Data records
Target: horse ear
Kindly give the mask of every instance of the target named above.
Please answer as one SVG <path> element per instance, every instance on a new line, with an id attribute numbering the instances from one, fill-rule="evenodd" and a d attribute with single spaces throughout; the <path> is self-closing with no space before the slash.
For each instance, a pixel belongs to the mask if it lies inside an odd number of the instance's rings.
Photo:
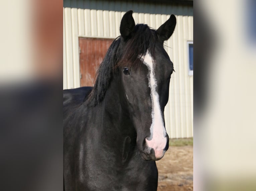
<path id="1" fill-rule="evenodd" d="M 132 17 L 133 11 L 129 11 L 124 15 L 120 25 L 120 33 L 125 40 L 130 37 L 135 26 L 135 22 Z"/>
<path id="2" fill-rule="evenodd" d="M 171 15 L 169 19 L 156 30 L 160 39 L 163 41 L 168 40 L 173 33 L 176 25 L 176 18 L 174 15 Z"/>

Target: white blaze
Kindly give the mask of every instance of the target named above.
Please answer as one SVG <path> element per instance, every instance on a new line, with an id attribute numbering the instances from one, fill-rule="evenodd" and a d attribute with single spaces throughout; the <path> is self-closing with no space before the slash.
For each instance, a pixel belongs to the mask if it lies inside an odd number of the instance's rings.
<path id="1" fill-rule="evenodd" d="M 152 57 L 148 51 L 144 57 L 143 63 L 148 69 L 148 78 L 150 88 L 150 96 L 152 103 L 152 124 L 150 127 L 150 138 L 146 139 L 147 146 L 154 149 L 155 157 L 160 158 L 164 154 L 163 150 L 166 145 L 166 131 L 164 128 L 159 102 L 159 96 L 156 91 L 156 80 L 153 67 Z"/>

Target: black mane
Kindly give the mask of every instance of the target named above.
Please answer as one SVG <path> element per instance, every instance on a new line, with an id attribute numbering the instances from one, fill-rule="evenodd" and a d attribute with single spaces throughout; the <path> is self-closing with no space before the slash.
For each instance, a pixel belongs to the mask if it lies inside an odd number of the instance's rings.
<path id="1" fill-rule="evenodd" d="M 113 76 L 119 67 L 136 67 L 142 63 L 141 58 L 148 50 L 153 60 L 155 46 L 157 39 L 156 31 L 147 25 L 138 24 L 134 28 L 133 34 L 122 50 L 119 49 L 123 40 L 120 36 L 115 39 L 108 50 L 96 75 L 92 90 L 84 100 L 88 106 L 93 106 L 103 99 Z"/>

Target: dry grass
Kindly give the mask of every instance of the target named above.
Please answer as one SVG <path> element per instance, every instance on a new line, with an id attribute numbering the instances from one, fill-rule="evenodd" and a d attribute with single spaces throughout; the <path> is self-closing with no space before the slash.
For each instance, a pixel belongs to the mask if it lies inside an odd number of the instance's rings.
<path id="1" fill-rule="evenodd" d="M 173 146 L 193 146 L 193 137 L 179 139 L 170 139 L 169 145 Z"/>

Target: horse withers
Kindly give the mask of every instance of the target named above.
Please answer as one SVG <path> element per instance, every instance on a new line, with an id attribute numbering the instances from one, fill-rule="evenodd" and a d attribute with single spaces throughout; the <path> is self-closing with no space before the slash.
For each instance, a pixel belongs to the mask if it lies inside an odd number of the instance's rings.
<path id="1" fill-rule="evenodd" d="M 126 12 L 94 86 L 63 93 L 64 189 L 156 191 L 155 161 L 169 146 L 164 110 L 172 63 L 163 42 L 175 16 L 157 30 Z"/>

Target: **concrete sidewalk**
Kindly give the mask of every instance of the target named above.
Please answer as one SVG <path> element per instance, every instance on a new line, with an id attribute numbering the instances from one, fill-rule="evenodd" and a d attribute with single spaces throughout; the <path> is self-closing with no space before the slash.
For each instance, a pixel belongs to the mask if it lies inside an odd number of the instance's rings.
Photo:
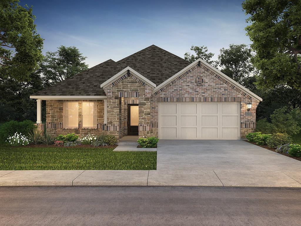
<path id="1" fill-rule="evenodd" d="M 206 186 L 301 187 L 301 175 L 236 170 L 0 171 L 0 186 Z"/>
<path id="2" fill-rule="evenodd" d="M 301 187 L 301 162 L 241 140 L 160 140 L 157 170 L 0 171 L 0 186 Z"/>

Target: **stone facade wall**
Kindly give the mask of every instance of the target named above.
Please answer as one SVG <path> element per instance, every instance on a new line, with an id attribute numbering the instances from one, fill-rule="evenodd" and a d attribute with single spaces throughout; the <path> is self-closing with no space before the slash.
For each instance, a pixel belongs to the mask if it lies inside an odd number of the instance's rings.
<path id="1" fill-rule="evenodd" d="M 231 99 L 239 98 L 240 105 L 240 133 L 242 138 L 245 137 L 246 133 L 253 131 L 256 124 L 256 109 L 259 102 L 238 92 L 219 79 L 201 67 L 197 65 L 194 70 L 174 84 L 169 86 L 151 99 L 151 121 L 157 125 L 158 98 L 206 98 L 206 101 L 231 101 Z M 210 97 L 216 98 L 211 99 Z M 202 98 L 197 101 L 204 101 Z M 247 104 L 252 103 L 250 112 L 252 115 L 246 116 Z M 153 128 L 154 136 L 158 136 L 157 127 Z"/>
<path id="2" fill-rule="evenodd" d="M 100 135 L 107 133 L 101 129 L 101 125 L 103 124 L 104 116 L 104 105 L 103 100 L 97 102 L 97 123 L 98 127 L 84 128 L 82 126 L 82 103 L 83 101 L 95 101 L 94 100 L 53 100 L 46 101 L 46 131 L 50 134 L 57 136 L 60 134 L 66 134 L 74 133 L 80 137 L 88 134 Z M 64 102 L 64 101 L 75 101 L 78 103 L 79 126 L 76 128 L 66 127 L 63 121 Z"/>
<path id="3" fill-rule="evenodd" d="M 109 133 L 119 139 L 127 135 L 128 104 L 138 104 L 139 137 L 150 134 L 150 99 L 153 89 L 132 74 L 125 75 L 104 89 L 107 97 L 108 124 L 115 125 Z"/>

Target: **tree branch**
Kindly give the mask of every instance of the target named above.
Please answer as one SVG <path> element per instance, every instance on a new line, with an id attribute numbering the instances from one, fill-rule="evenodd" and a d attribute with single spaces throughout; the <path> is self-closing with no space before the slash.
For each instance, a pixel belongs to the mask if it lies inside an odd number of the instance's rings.
<path id="1" fill-rule="evenodd" d="M 3 43 L 0 43 L 0 45 L 1 45 L 2 46 L 6 46 L 7 47 L 8 47 L 9 48 L 15 48 L 14 46 L 8 46 L 7 45 L 4 45 L 4 44 L 3 44 Z"/>
<path id="2" fill-rule="evenodd" d="M 7 60 L 9 61 L 11 61 L 11 59 L 9 58 L 5 57 L 2 56 L 0 56 L 0 58 L 3 58 L 3 59 L 5 59 L 5 60 Z"/>

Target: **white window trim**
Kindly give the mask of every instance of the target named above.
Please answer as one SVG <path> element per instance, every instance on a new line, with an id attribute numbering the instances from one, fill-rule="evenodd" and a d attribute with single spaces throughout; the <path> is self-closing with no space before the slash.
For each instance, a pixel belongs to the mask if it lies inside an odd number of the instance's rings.
<path id="1" fill-rule="evenodd" d="M 95 126 L 85 126 L 84 125 L 84 119 L 83 116 L 84 115 L 83 114 L 83 104 L 84 103 L 94 103 L 94 108 L 95 110 L 93 109 L 93 114 L 92 115 L 92 117 L 93 117 L 93 121 L 94 121 L 94 112 L 95 111 L 96 112 L 96 114 L 95 115 L 95 116 L 96 117 L 96 122 L 95 123 Z M 93 102 L 82 102 L 82 128 L 96 128 L 97 127 L 97 102 L 96 101 Z"/>

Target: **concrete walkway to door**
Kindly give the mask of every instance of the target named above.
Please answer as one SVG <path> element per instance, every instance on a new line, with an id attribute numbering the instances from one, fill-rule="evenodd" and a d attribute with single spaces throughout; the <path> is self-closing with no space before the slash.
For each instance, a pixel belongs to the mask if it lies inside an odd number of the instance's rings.
<path id="1" fill-rule="evenodd" d="M 301 187 L 301 162 L 243 140 L 161 140 L 147 184 Z"/>

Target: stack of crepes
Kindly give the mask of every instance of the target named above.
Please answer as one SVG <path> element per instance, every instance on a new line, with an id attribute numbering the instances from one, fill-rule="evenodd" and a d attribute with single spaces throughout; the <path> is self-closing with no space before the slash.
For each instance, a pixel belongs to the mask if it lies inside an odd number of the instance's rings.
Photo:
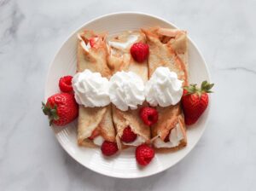
<path id="1" fill-rule="evenodd" d="M 96 40 L 93 47 L 88 49 L 90 39 L 93 38 Z M 130 54 L 131 47 L 137 42 L 146 43 L 149 46 L 148 59 L 143 63 L 137 63 Z M 95 34 L 91 31 L 79 34 L 77 72 L 89 69 L 108 78 L 119 71 L 133 72 L 146 83 L 159 67 L 168 67 L 170 71 L 175 72 L 178 78 L 183 80 L 183 85 L 187 85 L 188 50 L 185 32 L 155 27 L 142 29 L 141 32 L 125 32 L 108 39 L 106 34 Z M 137 109 L 121 111 L 113 104 L 103 107 L 85 107 L 80 105 L 79 144 L 96 146 L 90 138 L 92 136 L 101 136 L 105 141 L 117 142 L 119 148 L 152 142 L 160 150 L 174 150 L 187 144 L 180 103 L 166 107 L 156 107 L 159 119 L 151 128 L 140 119 L 139 111 L 144 106 L 148 104 L 145 101 Z M 122 142 L 120 137 L 127 126 L 137 134 L 139 141 L 131 144 Z"/>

→ TASK GOAL:
Quote the lines of the rows above from the line with "Target: **concrete walkway to door**" to the line with "301 162 L 243", both included.

→ WRITTEN ANSWER:
Target: **concrete walkway to door**
Kindly give the mask of every instance of the target named above.
Please answer as one SVG <path> element per instance, every instance on a new line, with an id attribute numbering the instances from one, fill-rule="evenodd" and a d attribute with single spaces throughout; the <path> is self-closing with no space before the slash.
For each instance, a pixel belongs to the mask if it lies inside an odd number of the instance's rings.
<path id="1" fill-rule="evenodd" d="M 301 187 L 301 162 L 243 140 L 161 140 L 147 184 Z"/>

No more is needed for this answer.